** begin Available data **

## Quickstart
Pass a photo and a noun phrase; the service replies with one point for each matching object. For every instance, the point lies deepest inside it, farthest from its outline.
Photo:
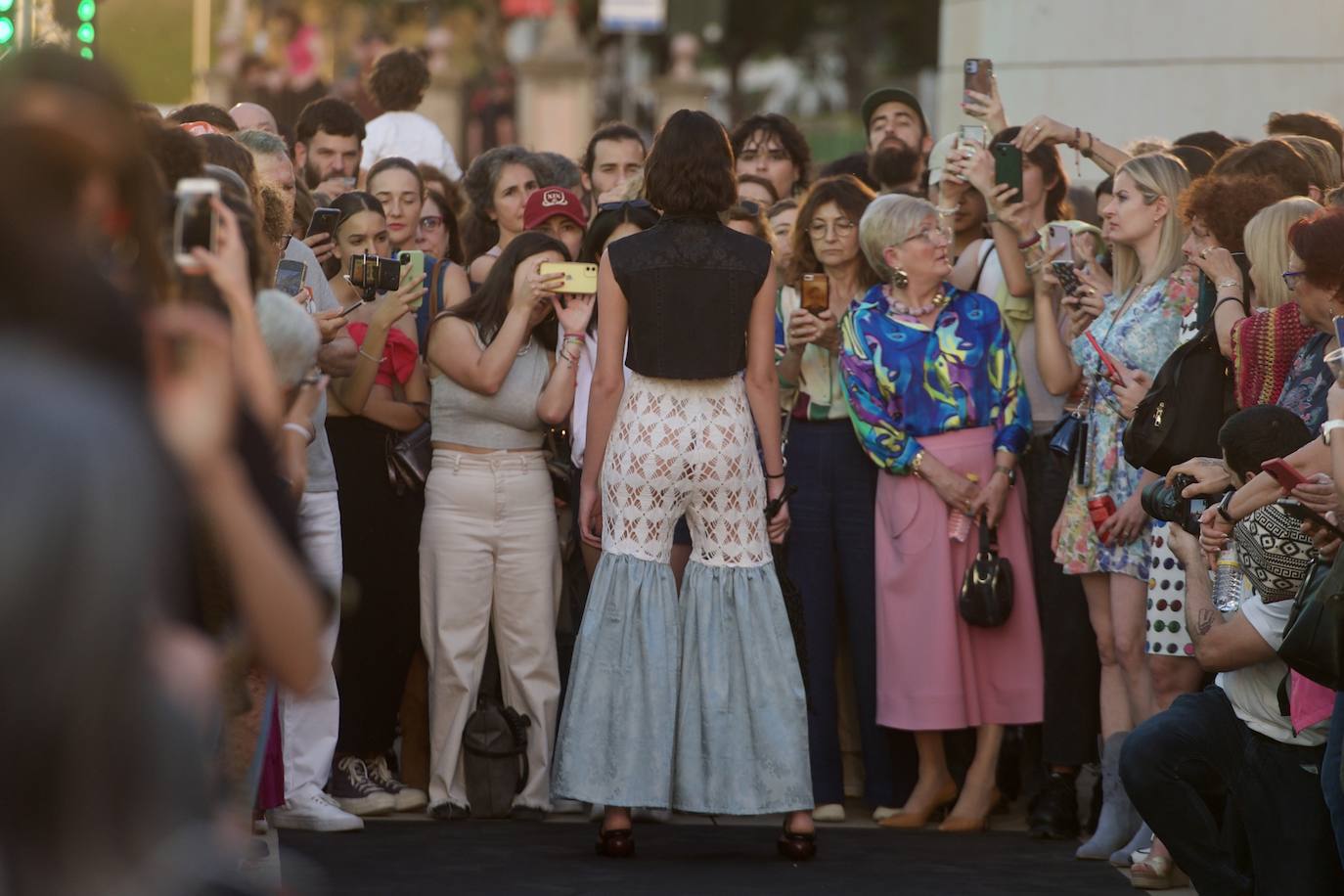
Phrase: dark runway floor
(502, 859)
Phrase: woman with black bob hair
(691, 702)
(489, 544)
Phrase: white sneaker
(829, 812)
(313, 812)
(567, 808)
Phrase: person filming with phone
(489, 544)
(830, 544)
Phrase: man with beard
(328, 143)
(898, 140)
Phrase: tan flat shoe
(915, 820)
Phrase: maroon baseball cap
(547, 203)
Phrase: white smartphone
(195, 222)
(1059, 237)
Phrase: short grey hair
(291, 336)
(262, 143)
(890, 220)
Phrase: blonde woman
(1139, 328)
(1264, 344)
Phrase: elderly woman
(938, 405)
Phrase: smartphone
(579, 278)
(1008, 166)
(1059, 237)
(1067, 277)
(1304, 514)
(1110, 364)
(369, 272)
(413, 265)
(967, 135)
(816, 293)
(194, 222)
(290, 277)
(323, 222)
(977, 74)
(1283, 473)
(1100, 508)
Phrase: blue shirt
(906, 381)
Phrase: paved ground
(266, 871)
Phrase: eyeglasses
(841, 227)
(625, 203)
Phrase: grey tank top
(503, 421)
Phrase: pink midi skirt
(934, 670)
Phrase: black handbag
(1314, 641)
(1191, 398)
(985, 598)
(409, 458)
(495, 766)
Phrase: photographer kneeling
(1234, 733)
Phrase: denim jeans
(830, 560)
(1330, 771)
(1275, 788)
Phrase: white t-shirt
(582, 388)
(1254, 690)
(410, 136)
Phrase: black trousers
(1273, 791)
(380, 629)
(1073, 670)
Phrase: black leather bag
(1188, 403)
(987, 593)
(409, 460)
(1314, 641)
(495, 758)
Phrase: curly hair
(1272, 157)
(690, 168)
(791, 140)
(482, 176)
(399, 79)
(851, 197)
(1225, 203)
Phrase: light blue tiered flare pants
(693, 704)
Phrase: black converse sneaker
(352, 788)
(408, 798)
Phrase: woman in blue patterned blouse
(938, 405)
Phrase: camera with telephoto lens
(1163, 501)
(369, 272)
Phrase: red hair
(1319, 242)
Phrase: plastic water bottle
(1228, 580)
(959, 524)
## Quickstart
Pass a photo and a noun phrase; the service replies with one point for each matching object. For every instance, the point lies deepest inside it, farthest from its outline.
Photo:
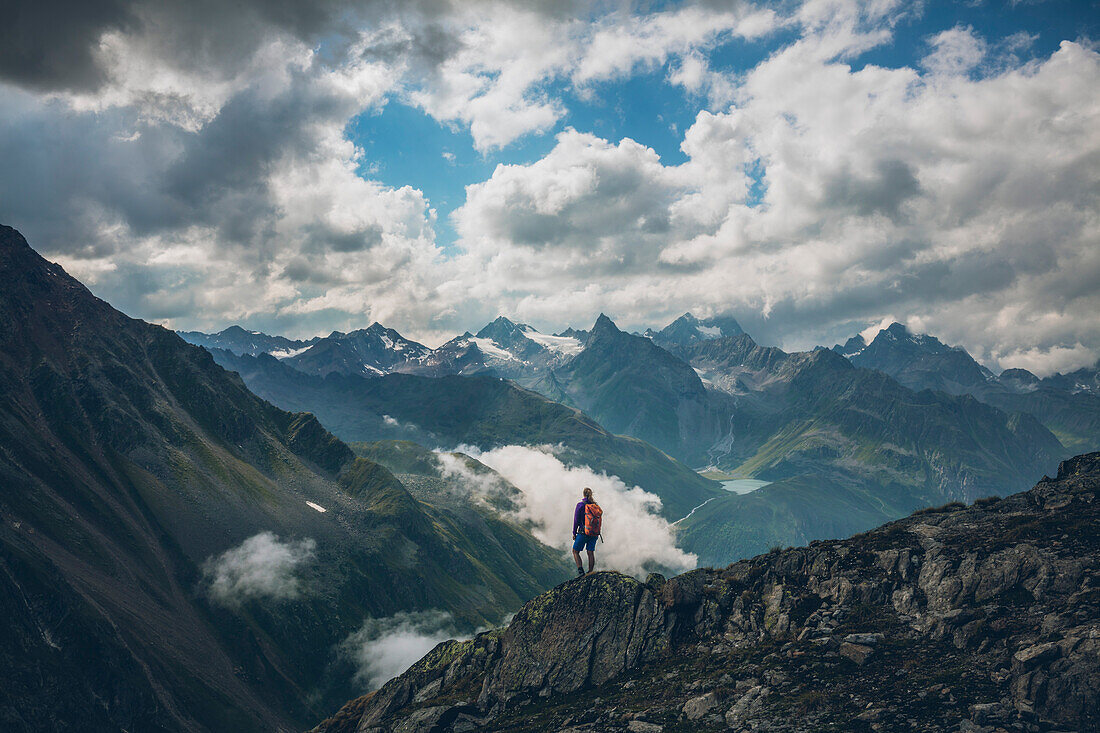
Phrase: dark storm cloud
(48, 44)
(52, 44)
(884, 192)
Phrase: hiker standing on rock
(587, 518)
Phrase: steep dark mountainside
(129, 463)
(633, 386)
(1067, 404)
(485, 412)
(238, 340)
(975, 619)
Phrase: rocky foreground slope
(982, 617)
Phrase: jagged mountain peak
(604, 325)
(688, 329)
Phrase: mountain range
(189, 536)
(178, 554)
(842, 448)
(1067, 404)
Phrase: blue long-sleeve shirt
(579, 516)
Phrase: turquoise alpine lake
(743, 485)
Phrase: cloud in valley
(637, 538)
(385, 647)
(262, 567)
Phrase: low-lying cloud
(261, 567)
(637, 538)
(383, 648)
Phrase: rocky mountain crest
(983, 616)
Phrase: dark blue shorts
(583, 542)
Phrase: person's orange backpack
(593, 518)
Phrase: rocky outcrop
(980, 617)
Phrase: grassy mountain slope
(128, 460)
(848, 448)
(485, 412)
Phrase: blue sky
(406, 146)
(812, 167)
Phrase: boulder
(699, 707)
(857, 653)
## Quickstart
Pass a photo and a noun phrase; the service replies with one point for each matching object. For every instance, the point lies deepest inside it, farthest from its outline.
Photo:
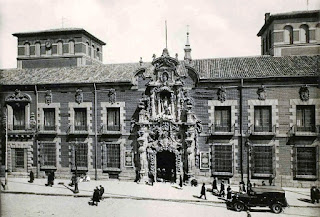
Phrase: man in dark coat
(31, 177)
(203, 191)
(229, 193)
(222, 193)
(96, 196)
(101, 192)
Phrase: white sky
(135, 28)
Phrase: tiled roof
(218, 68)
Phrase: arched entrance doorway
(166, 166)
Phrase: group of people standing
(97, 195)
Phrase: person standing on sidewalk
(101, 192)
(203, 191)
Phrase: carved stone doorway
(166, 166)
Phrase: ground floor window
(111, 156)
(222, 159)
(48, 154)
(306, 162)
(80, 155)
(262, 160)
(18, 159)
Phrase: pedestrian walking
(96, 196)
(101, 192)
(31, 177)
(222, 193)
(203, 191)
(229, 193)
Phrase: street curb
(135, 198)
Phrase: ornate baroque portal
(166, 121)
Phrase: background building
(220, 117)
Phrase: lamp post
(76, 190)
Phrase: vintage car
(263, 196)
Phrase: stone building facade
(221, 117)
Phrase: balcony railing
(304, 131)
(78, 129)
(45, 129)
(215, 129)
(262, 130)
(110, 129)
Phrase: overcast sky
(135, 28)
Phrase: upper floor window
(222, 119)
(113, 119)
(49, 119)
(80, 119)
(19, 118)
(71, 47)
(306, 118)
(288, 35)
(304, 33)
(37, 49)
(262, 119)
(27, 49)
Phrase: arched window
(71, 47)
(37, 49)
(60, 47)
(288, 35)
(27, 49)
(304, 33)
(87, 48)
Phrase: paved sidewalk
(296, 197)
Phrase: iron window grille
(80, 120)
(48, 154)
(222, 119)
(113, 119)
(306, 118)
(262, 119)
(262, 160)
(222, 159)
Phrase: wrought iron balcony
(266, 130)
(45, 129)
(305, 130)
(110, 129)
(215, 129)
(78, 129)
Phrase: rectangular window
(112, 156)
(222, 117)
(80, 119)
(113, 119)
(49, 119)
(262, 119)
(48, 154)
(81, 154)
(19, 118)
(306, 118)
(19, 158)
(262, 160)
(222, 159)
(306, 161)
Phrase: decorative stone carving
(18, 97)
(79, 96)
(48, 97)
(222, 94)
(262, 93)
(304, 93)
(112, 96)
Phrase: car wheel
(238, 207)
(276, 208)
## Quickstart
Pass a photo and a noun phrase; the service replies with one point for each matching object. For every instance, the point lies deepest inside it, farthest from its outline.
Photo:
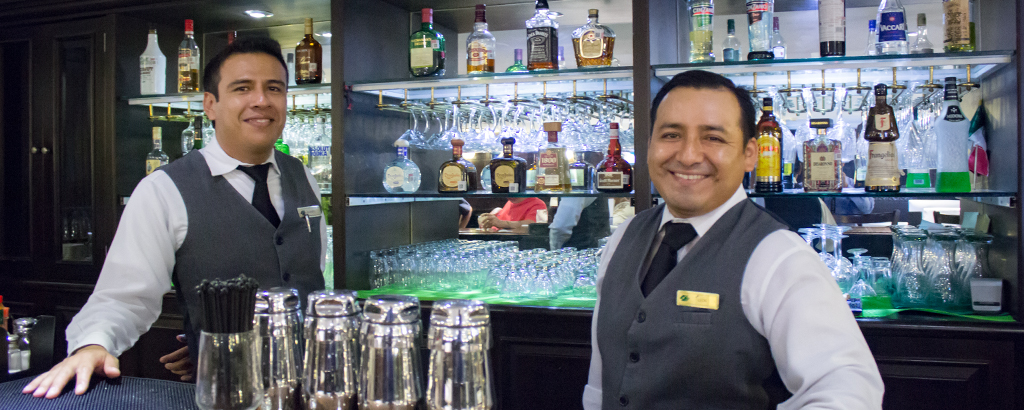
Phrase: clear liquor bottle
(553, 166)
(769, 134)
(517, 67)
(701, 15)
(921, 44)
(426, 48)
(892, 28)
(593, 43)
(318, 153)
(308, 57)
(777, 42)
(508, 172)
(613, 173)
(823, 170)
(730, 48)
(882, 133)
(542, 39)
(157, 158)
(951, 132)
(480, 45)
(153, 68)
(759, 28)
(401, 175)
(188, 62)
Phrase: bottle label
(542, 45)
(956, 14)
(394, 176)
(611, 180)
(592, 43)
(883, 165)
(504, 175)
(452, 176)
(832, 21)
(892, 27)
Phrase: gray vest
(657, 355)
(227, 236)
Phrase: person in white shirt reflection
(742, 310)
(246, 89)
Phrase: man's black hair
(700, 79)
(247, 45)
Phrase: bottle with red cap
(426, 48)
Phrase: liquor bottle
(882, 132)
(157, 158)
(581, 174)
(508, 172)
(320, 156)
(188, 62)
(832, 28)
(921, 44)
(517, 67)
(553, 167)
(759, 21)
(454, 174)
(892, 28)
(401, 175)
(872, 38)
(153, 68)
(480, 45)
(593, 43)
(777, 42)
(280, 145)
(769, 134)
(308, 58)
(426, 48)
(730, 48)
(951, 132)
(701, 14)
(956, 26)
(823, 171)
(542, 39)
(613, 173)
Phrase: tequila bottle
(508, 172)
(401, 175)
(823, 171)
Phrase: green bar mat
(564, 300)
(881, 306)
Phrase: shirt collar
(221, 163)
(704, 222)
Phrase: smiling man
(708, 301)
(226, 209)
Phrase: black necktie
(261, 196)
(676, 236)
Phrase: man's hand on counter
(81, 365)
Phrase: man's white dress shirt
(791, 298)
(135, 276)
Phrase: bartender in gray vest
(231, 207)
(707, 301)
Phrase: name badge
(696, 299)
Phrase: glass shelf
(557, 81)
(875, 69)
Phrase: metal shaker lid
(332, 303)
(391, 310)
(276, 300)
(460, 313)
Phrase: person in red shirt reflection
(516, 215)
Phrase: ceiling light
(259, 13)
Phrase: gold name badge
(696, 299)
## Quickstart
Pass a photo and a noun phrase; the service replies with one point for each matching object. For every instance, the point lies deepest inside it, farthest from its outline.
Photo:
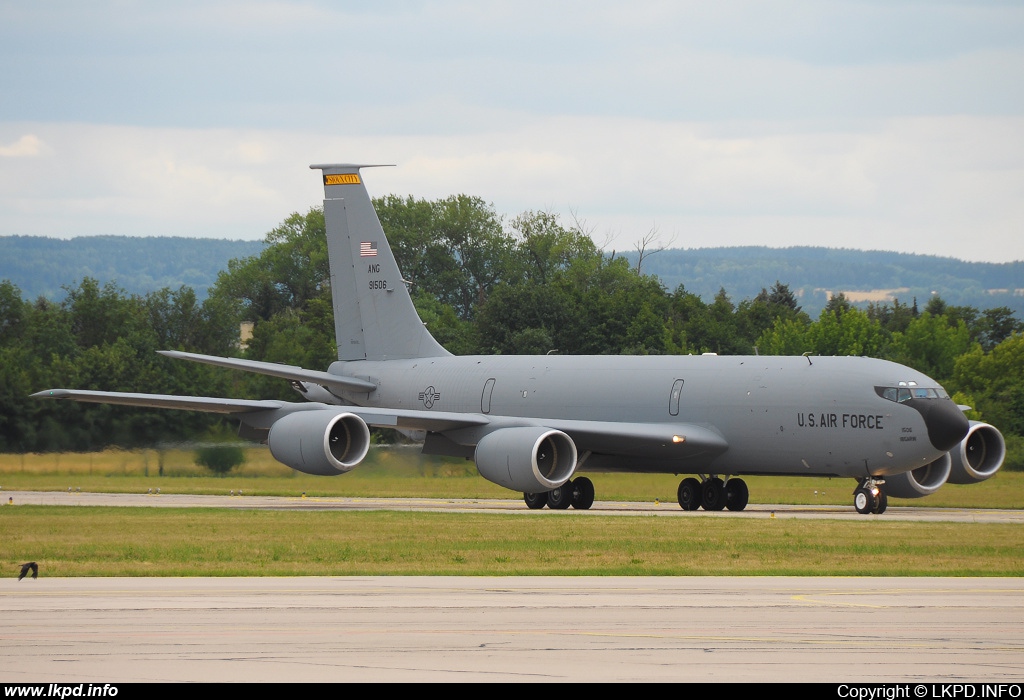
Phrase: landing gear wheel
(863, 500)
(561, 497)
(713, 494)
(736, 494)
(536, 501)
(882, 502)
(582, 489)
(689, 494)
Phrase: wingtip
(50, 393)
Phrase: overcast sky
(872, 125)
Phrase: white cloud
(28, 145)
(940, 185)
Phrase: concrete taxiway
(510, 506)
(543, 629)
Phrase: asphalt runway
(531, 629)
(510, 506)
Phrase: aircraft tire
(561, 497)
(713, 494)
(736, 494)
(583, 493)
(863, 501)
(688, 494)
(536, 501)
(882, 502)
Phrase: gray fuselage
(817, 416)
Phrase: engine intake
(920, 482)
(979, 455)
(528, 460)
(320, 442)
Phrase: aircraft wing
(203, 403)
(380, 418)
(289, 372)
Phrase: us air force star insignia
(428, 396)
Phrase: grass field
(130, 541)
(404, 473)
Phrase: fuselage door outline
(677, 390)
(488, 387)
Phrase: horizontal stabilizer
(289, 372)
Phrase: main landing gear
(868, 497)
(579, 493)
(713, 494)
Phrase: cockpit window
(909, 390)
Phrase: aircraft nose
(945, 422)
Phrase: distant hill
(862, 275)
(40, 266)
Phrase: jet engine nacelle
(922, 481)
(320, 442)
(528, 460)
(979, 455)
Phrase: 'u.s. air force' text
(854, 421)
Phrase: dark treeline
(482, 285)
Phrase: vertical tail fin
(374, 316)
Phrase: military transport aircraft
(530, 423)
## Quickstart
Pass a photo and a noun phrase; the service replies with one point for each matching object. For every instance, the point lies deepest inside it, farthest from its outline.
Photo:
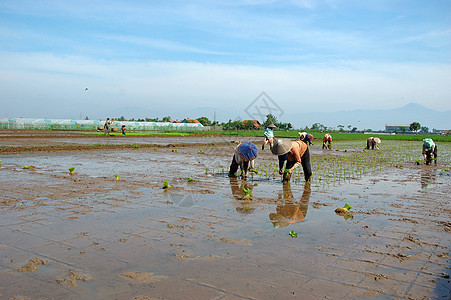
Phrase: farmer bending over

** end Available data **

### Objective
Copy the entries from the line holding "Phrase: cockpit window" through the end of the entries, inclusive, substituting "plane" for every "aircraft" and changing nothing else. Leave the pictures out.

### Worked solution
Phrase: cockpit window
(909, 390)
Phrase: plane nose
(945, 422)
Phrase: distant hill
(862, 275)
(40, 266)
Phrase: jet engine nacelle
(922, 481)
(320, 442)
(528, 460)
(979, 455)
Phrase: 'u.s. air force' text
(854, 421)
Phrase: dark treeline
(482, 285)
Phrase: vertical tail fin
(374, 316)
Phrase: military transport plane
(530, 423)
## Quickstart
Pass a photo and a noun phrase; the service replies with one point for each matching object. For every instance, the point lies deepest inside it, farthest from its outline.
Photo:
Phrase: farmer bending over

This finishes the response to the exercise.